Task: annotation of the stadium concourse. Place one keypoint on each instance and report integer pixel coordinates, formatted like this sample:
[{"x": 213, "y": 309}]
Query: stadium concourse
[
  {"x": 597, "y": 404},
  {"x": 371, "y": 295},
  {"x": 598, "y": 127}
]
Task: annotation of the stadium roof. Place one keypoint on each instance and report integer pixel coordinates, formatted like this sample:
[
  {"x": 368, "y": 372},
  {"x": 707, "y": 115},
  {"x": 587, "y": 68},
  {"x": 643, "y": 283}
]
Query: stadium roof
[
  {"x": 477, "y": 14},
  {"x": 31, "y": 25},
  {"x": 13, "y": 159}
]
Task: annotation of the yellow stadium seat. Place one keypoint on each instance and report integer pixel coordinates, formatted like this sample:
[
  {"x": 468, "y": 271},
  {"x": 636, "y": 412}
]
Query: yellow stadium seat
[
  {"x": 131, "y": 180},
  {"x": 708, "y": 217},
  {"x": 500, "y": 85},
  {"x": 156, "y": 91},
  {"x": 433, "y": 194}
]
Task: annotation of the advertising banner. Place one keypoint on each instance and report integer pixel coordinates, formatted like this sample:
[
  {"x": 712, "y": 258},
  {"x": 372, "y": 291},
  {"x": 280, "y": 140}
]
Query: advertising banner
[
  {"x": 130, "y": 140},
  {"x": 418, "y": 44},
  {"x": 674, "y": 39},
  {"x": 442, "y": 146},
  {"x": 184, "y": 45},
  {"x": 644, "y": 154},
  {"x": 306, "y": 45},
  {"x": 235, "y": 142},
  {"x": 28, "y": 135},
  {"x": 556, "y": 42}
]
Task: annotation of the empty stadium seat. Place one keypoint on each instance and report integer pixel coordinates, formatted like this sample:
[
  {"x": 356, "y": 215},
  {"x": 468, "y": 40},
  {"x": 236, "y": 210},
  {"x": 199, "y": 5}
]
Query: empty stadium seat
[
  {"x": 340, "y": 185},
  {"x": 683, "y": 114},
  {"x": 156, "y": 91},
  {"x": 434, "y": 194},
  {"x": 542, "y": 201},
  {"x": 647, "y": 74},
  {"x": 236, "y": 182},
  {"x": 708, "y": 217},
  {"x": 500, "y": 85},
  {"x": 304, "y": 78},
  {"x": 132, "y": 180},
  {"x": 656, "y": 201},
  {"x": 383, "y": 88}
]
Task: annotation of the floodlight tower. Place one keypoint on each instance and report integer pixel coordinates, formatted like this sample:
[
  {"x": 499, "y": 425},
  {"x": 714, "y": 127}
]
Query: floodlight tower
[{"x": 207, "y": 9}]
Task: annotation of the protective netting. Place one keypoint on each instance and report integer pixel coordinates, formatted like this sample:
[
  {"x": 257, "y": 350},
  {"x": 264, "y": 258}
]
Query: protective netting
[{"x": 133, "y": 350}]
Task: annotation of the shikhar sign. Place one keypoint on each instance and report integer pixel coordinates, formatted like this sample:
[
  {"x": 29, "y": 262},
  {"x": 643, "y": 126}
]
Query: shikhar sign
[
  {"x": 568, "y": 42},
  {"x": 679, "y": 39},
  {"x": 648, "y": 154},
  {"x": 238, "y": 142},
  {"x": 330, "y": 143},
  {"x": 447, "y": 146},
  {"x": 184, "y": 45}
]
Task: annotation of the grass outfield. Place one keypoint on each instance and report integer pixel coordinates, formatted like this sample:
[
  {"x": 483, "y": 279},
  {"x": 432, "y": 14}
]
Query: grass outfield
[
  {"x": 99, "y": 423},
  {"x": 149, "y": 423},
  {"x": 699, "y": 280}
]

· · · ·

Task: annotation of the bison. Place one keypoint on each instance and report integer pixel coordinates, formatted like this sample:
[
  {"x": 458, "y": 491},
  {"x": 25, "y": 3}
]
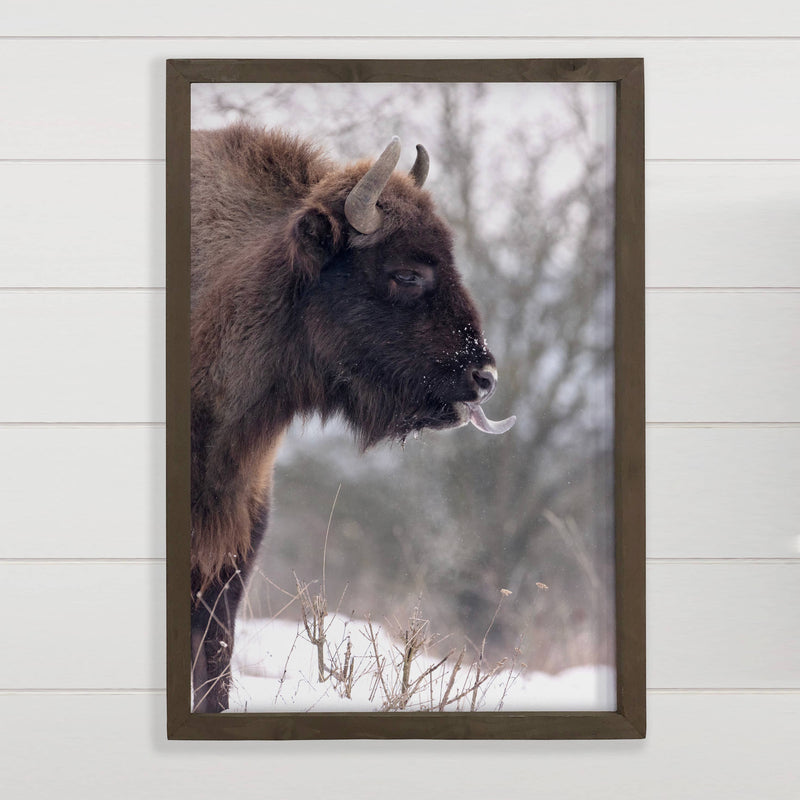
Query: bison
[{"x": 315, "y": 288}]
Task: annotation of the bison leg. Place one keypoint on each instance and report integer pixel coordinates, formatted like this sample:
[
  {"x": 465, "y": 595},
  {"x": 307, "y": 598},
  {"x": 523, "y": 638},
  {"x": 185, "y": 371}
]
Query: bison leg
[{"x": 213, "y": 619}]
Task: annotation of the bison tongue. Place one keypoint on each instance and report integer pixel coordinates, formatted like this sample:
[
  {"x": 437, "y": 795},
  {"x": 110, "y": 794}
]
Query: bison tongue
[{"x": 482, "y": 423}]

· · · ·

» Description of the task: Search the records for the string "sample" and return every line in which it occurs.

» Answer for the task:
Task: annotation of the stadium concourse. Place one keypoint on each instance and report integer pixel coordinates, formatted like this sample:
Task: annotation of the stadium roof. Place one keypoint on each instance and report integer pixel coordinates, formatted like this sample:
Task: annotation of the yellow stadium seat. Place one keypoint on each instance and report integer pixel coordinates, formatted like this sample:
Task: annotation of the advertising banner. Place one keypoint on each instance and report integer pixel coordinates, formatted like this sample:
Task: annotation of the empty stadium seat. Place one keypoint on each instance and report integer pixel coordinates, formatted like this sample:
Task: annotation of the floodlight tower. Place one keypoint on each instance and report integer pixel coordinates, formatted like this sample:
Task: annotation of the protective netting. Place one keypoint on each instance and report integer pixel coordinates, formatted like this sample:
Task: annotation of the shikhar sign. Place one keypoint on each instance and report integer pixel coordinates, formatted like this sample:
Task: annotation of the grass outfield. Place one keypoint on each instance and report integer pixel coordinates, formatted like this sample:
Task: annotation of the bison. Place one keypoint on each instance and report integer pixel coordinates, formatted like this sample:
Task: annotation of the bison leg. Place one keypoint on each instance and report integer pixel coordinates, formatted like this sample:
Task: annotation of the bison tongue. Place one keypoint on each instance and report integer pixel coordinates, formatted like this sample:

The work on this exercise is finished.